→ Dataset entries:
================

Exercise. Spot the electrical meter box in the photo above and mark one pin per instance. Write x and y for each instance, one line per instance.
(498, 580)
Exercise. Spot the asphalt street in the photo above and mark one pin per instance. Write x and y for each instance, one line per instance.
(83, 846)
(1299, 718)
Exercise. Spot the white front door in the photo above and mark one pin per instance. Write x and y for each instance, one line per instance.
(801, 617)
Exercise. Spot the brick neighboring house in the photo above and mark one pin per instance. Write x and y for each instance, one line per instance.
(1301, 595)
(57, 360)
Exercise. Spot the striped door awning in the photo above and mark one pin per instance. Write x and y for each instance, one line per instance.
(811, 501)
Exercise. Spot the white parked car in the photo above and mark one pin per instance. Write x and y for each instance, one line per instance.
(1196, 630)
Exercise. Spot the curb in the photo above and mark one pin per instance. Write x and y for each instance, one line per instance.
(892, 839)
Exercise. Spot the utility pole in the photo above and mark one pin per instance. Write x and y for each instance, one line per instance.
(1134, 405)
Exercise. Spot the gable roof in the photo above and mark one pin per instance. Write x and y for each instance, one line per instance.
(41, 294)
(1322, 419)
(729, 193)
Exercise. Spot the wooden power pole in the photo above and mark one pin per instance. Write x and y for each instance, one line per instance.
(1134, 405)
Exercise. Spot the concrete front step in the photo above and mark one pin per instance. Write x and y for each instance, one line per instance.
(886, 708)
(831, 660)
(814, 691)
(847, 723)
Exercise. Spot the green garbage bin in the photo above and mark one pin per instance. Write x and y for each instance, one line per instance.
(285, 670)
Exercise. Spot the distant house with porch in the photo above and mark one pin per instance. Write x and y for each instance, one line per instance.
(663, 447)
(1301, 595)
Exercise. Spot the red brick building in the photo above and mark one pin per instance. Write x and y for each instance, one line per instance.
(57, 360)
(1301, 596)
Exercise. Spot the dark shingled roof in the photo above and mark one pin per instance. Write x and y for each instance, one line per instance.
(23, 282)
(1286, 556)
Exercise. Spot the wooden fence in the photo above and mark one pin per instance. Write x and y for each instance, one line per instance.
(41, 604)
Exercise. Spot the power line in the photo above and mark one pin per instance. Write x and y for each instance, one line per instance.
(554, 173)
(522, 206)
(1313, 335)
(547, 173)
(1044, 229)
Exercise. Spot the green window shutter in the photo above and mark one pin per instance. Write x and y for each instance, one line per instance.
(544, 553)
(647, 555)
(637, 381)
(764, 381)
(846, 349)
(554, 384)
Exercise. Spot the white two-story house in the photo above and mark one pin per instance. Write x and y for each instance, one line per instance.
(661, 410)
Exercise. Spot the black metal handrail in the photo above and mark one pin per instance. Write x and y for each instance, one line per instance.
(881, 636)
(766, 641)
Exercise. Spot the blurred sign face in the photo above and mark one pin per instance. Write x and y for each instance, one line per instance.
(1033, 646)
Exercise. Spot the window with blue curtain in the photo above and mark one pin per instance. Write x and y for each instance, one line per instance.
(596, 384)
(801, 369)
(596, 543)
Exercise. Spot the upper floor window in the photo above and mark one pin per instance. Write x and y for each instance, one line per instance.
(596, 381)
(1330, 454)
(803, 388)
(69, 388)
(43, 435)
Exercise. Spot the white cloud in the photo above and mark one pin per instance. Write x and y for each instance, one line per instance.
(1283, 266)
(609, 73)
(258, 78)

================

Output the records again in full. Keep every character as written.

Exercise. Spot the electrical meter box in the photo above and mark one pin per instance. Write x and y for each instance, one line per instance.
(498, 580)
Exercise. Spot the asphalt street in the photo above and mark one pin per instance. Write x and y for each instance, one line per instance.
(83, 846)
(1299, 718)
Exercise. Spot the white front door in the photo above and mark one pin per instance. Write x and y for each instance, one line per instance.
(801, 617)
Exercise. Spot the brick neighboring house in the photo above and mark one pin per instance. Write x and y for each instance, one line per instance.
(1301, 595)
(57, 360)
Exercise. Spot the striped door awning in the photo above and mark one pin per instance. Write x and y for each instance, one line per instance.
(811, 501)
Exercise. Spot the white parked car in the photo above and mark one pin per instance. Write x and y for each instance, one line per instance.
(1196, 630)
Exercise. Spot the curb in the photo above and mark one pin per instance. Write x and y for each instance, one line per instance.
(892, 839)
Exercise. Spot the utility pole in the photo above and mark one pin per instance. Write x and y for each instance, one line per instance.
(1134, 405)
Exercise. Spot the gable roof in the photo above and mark one pin per instance. Write x and y for each instance, one line per instance.
(41, 294)
(1322, 419)
(729, 193)
Exercise. Spot the wooden power pole in the photo above and mark one pin per instance. Write x and y for each instance, one line per instance.
(1134, 405)
Exercise. Spot the concrete front step in the photo above and mark one pin per instance. Write x and y for each instance, one line per instance.
(886, 708)
(831, 660)
(814, 691)
(847, 723)
Exercise. Spot the green garbage bin in the photo above and mark one pin per instance. Write x and y for each instance, one line per instance.
(285, 670)
Exercise. Spot the distant house with porch in the photo above and mark one pin per instance. Write x and y for each instance, one line per instance.
(663, 447)
(1301, 595)
Exercise. Spot the red brick building in the photo above and mark one pin per instance. Write x and y for each instance, one line per instance.
(57, 360)
(1301, 596)
Exercise. Spot the dark shingled roof in the photo above and mark one pin per instance. Write x and y for each instance, one line per instance.
(23, 282)
(1286, 556)
Exercise. Spot the wooden fence in the photo above and mark one pin per instance. Write x and y for each instance, one line per instance.
(41, 604)
Exercise. Spot the power line in the photo above and mark one pin per instance. Write x and y for each instance, one line per instance.
(554, 173)
(522, 206)
(1313, 335)
(547, 173)
(1044, 229)
Exercise. Spot the green window shutter in the photo above and mark one pin per instance. Write x and y for each instance, one line per instance.
(544, 553)
(647, 555)
(637, 381)
(764, 381)
(846, 349)
(554, 384)
Exercise. Spot the white two-story house in the photo above and mark one pin per instance. Write x and y for each instance, one line per instance.
(661, 410)
Exercise. Spot the black metal handrail in the photo above and mark one pin per instance. Write x and y for each instance, one line per instance.
(881, 636)
(766, 641)
Exercise. Spot the blurred sign face in the photo above and mark one pin per instance. Write x and y for each instance, one line per instance.
(1033, 646)
Exercise. Spot the window with blue curtain in the photo above and mark one pin per instance. Write x and y for each instance, one line per instance.
(596, 384)
(801, 369)
(596, 543)
Exercise. Spot the upper floor window in the photo above and mark one pin per instance. Write x and y for each instance, one line per instance.
(596, 381)
(1330, 454)
(803, 388)
(69, 388)
(43, 435)
Exercise. Spot the white cloud in the photo above and mark one pin per instance. Write x and y for each instance, one line per instance.
(1283, 266)
(609, 73)
(258, 78)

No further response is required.